-- Work to complete --
A single stretch of the material below is to be transcribed exactly, starting at the line with "<point>360,323</point>" and ending after the line with "<point>921,460</point>".

-- Extracted data --

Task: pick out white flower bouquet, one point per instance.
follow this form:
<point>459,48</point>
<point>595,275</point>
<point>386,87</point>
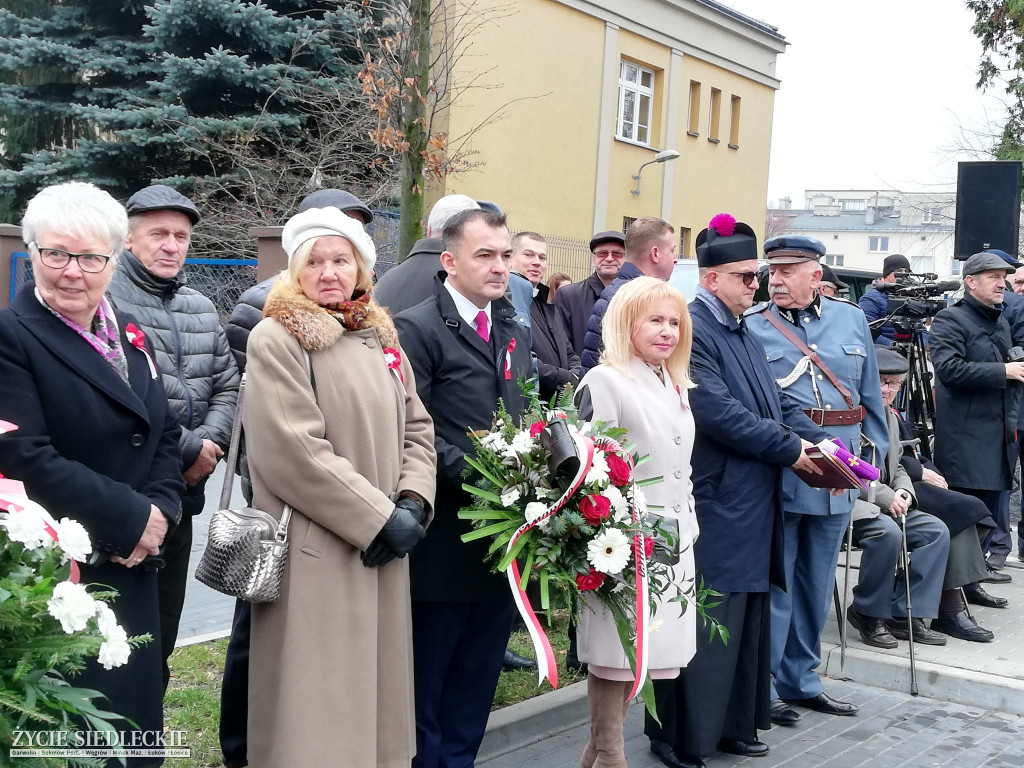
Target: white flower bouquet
<point>49,624</point>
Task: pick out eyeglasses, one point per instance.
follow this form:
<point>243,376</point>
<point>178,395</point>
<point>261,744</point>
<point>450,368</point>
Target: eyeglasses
<point>57,259</point>
<point>748,278</point>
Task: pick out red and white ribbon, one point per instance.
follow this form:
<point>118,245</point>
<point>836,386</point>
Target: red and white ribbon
<point>546,666</point>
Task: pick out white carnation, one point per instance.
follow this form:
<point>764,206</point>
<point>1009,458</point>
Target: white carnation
<point>74,540</point>
<point>71,605</point>
<point>27,526</point>
<point>609,551</point>
<point>535,511</point>
<point>510,497</point>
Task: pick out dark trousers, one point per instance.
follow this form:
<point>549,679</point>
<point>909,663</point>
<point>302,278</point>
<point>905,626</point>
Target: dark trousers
<point>235,689</point>
<point>171,581</point>
<point>725,691</point>
<point>458,650</point>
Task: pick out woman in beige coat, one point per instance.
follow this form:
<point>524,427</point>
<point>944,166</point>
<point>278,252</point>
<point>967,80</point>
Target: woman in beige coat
<point>641,386</point>
<point>331,662</point>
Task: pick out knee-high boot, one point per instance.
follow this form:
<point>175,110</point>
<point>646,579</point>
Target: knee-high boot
<point>607,713</point>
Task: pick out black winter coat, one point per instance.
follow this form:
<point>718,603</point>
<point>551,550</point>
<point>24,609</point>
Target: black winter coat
<point>193,356</point>
<point>556,361</point>
<point>406,285</point>
<point>100,451</point>
<point>460,378</point>
<point>593,344</point>
<point>574,303</point>
<point>976,406</point>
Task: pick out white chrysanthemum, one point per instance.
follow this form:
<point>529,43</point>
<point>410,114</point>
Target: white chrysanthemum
<point>71,605</point>
<point>599,469</point>
<point>609,551</point>
<point>27,526</point>
<point>510,497</point>
<point>114,651</point>
<point>535,511</point>
<point>74,540</point>
<point>620,507</point>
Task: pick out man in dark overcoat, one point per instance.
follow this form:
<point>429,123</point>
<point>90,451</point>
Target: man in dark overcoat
<point>468,351</point>
<point>557,364</point>
<point>747,431</point>
<point>977,388</point>
<point>576,301</point>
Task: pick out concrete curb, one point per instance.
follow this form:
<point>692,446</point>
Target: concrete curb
<point>969,687</point>
<point>534,720</point>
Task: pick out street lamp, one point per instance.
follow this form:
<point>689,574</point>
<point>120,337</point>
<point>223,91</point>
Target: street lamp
<point>662,157</point>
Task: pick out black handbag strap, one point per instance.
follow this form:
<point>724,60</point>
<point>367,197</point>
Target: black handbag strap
<point>231,463</point>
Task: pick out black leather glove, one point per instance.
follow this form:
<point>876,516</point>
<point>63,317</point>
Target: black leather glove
<point>399,535</point>
<point>409,503</point>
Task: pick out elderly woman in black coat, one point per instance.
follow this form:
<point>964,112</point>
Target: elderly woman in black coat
<point>95,440</point>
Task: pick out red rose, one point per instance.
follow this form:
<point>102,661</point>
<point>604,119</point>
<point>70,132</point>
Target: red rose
<point>591,581</point>
<point>595,508</point>
<point>619,470</point>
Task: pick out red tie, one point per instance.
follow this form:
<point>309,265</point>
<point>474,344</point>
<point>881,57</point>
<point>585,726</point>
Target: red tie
<point>481,325</point>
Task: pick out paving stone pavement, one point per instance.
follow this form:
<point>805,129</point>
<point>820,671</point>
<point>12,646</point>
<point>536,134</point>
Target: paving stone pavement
<point>893,729</point>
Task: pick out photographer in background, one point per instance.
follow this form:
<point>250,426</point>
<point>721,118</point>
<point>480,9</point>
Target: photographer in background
<point>978,374</point>
<point>875,303</point>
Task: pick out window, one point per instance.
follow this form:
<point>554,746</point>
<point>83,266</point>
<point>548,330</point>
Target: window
<point>693,125</point>
<point>716,115</point>
<point>636,96</point>
<point>734,124</point>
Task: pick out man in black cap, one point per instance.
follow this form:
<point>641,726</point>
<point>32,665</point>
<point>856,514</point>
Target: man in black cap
<point>747,431</point>
<point>820,352</point>
<point>576,301</point>
<point>977,395</point>
<point>875,301</point>
<point>195,363</point>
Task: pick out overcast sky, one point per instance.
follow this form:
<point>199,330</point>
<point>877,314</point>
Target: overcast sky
<point>875,94</point>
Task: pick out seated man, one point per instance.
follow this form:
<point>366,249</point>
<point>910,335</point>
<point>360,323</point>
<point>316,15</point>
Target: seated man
<point>880,599</point>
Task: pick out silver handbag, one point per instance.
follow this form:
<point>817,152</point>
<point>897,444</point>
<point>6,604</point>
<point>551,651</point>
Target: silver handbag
<point>246,548</point>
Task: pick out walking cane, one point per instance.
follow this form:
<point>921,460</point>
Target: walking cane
<point>909,609</point>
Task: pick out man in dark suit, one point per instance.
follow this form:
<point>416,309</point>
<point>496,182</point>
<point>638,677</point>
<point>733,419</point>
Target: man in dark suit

-- Expected answer --
<point>360,323</point>
<point>316,15</point>
Target: seated man
<point>880,599</point>
Task: pick out silver handbag, one point per instance.
follow this form:
<point>817,152</point>
<point>897,444</point>
<point>6,604</point>
<point>551,651</point>
Target: silver handbag
<point>246,548</point>
Task: pick out walking cane, one point per instance.
follow this form:
<point>921,460</point>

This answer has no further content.